**Document section**
But what would the public think if Lincoln, President Andrew Johnson, and the cabinet who served both Lincoln and Johnson all feared Davis could prove secession was legal before the U.S. Supreme Court?
Pursuit: The Chase, Capture, Persecution and Surprising Release of Confederate President Jefferson Davis (June 3, 2008 , Kensington Press) by Clint Johnson starts with Davis’s curiously leisurely escape from Richmond through southern Virginia, North Carolina, South Carolina until he was captured May 10, 1865, in southern Georgia. The second part of the book takes the most detailed look yet at the oft-repeated charge that Davis was captured in women’s clothing.
The third part of the book looks into Davis’s initial imprisonment, where he underwent what could be described as government-supervised torture for five days before a newspaper blew the whistle on what was happening inside the military prison. The last part of the book examines why the United States government kept Davis in prison for two years without ever bringing him to trial for the assassination of President Lincoln (his name was mentioned 72 times in the closing arguments of the Lincoln Assassination Trial prosecutor), or treason for leading the Confederacy.
Writer Johnson found evidence in Lincoln’s own words and actions that the president wanted Davis to escape the country without interference from the United States government – exactly the opposite of what happened after Lincoln’s assassination. Once Lincoln was dead, the Radical Republicans in Congress and William Seward, Lincoln and Johnson’s secretary of state, demanded Davis be tried for some crime such as the murder of Lincoln, attempted murder of Seward, and treason for leading the Confederacy.

**Exercise inputs**
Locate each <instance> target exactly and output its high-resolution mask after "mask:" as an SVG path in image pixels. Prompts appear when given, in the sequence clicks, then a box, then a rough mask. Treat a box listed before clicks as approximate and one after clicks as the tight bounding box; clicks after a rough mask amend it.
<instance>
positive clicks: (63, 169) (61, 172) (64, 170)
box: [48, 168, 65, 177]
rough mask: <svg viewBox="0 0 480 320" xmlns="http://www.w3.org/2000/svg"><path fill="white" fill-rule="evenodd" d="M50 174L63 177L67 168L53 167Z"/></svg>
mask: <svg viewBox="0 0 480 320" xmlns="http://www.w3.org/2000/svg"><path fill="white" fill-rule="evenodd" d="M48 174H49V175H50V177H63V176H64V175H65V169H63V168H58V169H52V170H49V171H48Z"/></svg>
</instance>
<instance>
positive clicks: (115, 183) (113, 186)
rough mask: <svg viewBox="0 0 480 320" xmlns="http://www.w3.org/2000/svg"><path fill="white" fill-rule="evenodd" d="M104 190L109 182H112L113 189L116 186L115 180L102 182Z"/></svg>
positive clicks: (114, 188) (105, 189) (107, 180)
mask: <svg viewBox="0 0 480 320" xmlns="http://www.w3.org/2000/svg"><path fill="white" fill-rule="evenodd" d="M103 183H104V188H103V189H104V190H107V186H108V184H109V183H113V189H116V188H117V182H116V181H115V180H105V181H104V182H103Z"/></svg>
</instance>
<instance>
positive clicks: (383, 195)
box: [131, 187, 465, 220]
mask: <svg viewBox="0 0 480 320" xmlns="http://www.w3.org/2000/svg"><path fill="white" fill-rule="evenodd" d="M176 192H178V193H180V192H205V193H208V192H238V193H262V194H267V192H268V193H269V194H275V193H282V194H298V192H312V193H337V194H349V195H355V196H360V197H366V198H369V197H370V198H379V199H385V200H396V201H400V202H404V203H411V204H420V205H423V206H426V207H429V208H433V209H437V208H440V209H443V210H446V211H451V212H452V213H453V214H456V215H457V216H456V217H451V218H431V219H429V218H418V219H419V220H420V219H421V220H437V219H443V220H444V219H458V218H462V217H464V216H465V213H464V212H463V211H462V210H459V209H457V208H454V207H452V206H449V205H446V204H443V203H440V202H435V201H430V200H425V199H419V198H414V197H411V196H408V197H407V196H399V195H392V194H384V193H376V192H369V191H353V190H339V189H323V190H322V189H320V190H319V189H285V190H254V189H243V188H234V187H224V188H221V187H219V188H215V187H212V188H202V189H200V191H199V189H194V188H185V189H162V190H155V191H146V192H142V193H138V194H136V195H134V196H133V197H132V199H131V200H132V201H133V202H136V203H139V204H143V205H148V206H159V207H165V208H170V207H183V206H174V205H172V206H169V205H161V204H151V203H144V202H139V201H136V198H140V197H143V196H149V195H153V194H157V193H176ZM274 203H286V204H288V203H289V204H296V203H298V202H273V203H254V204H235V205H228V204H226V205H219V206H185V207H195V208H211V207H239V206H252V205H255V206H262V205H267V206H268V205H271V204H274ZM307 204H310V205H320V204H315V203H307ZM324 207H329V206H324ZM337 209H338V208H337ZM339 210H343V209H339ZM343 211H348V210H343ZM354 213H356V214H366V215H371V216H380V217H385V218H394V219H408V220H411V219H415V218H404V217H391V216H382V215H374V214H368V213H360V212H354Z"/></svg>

**Work task 1**
Copy out every row that contains the string "clicks", matching its case exactly.
**Work task 2**
Carry on the passage about the book on Jefferson Davis's capture and imprisonment, writing the part that comes after its last sentence.

**Result 1**
Locate each <instance> target exactly and output its high-resolution mask after "mask:" as an SVG path in image pixels. Prompts appear when given, in the sequence clicks, then a box, then a rough mask. Treat a box listed before clicks as approximate and one after clicks as the tight bounding box; clicks after a rough mask amend it.
positive clicks: (63, 169) (61, 172) (64, 170)
positive clicks: (115, 183) (113, 186)
positive clicks: (114, 188) (105, 189) (107, 180)
positive clicks: (383, 195)

**Result 2**
But, as early as May 1865, members of Johnson’s cabinet were expressing doubts in meetings, letters and journals that secession is treason or even illegal under the Constitution. Instead of quickly bringing Davis to trial to forever answer the question of secession’s legality, the government kept Davis in prison while regularly denying him both a court date and bail. Over time the cabinet and the nation’s newspapers began to fear that giving Davis a public forum in a court room would result in the previously unthinkable – the United States would be blamed for the 620,000 deaths of the Civil War and not the Confederacy.
One of the most remarkable findings in Pursuit is the story of how U.S. Supreme Court Chief Justice Salmon Chase met in private with Davis’s attorneys (all Northerners working at no charge) and told them how to argue in front of him. Fearing losing the Davis case if it went before the entire U.S. Supreme Court, the U.S. attorney general dropped all charges against Davis.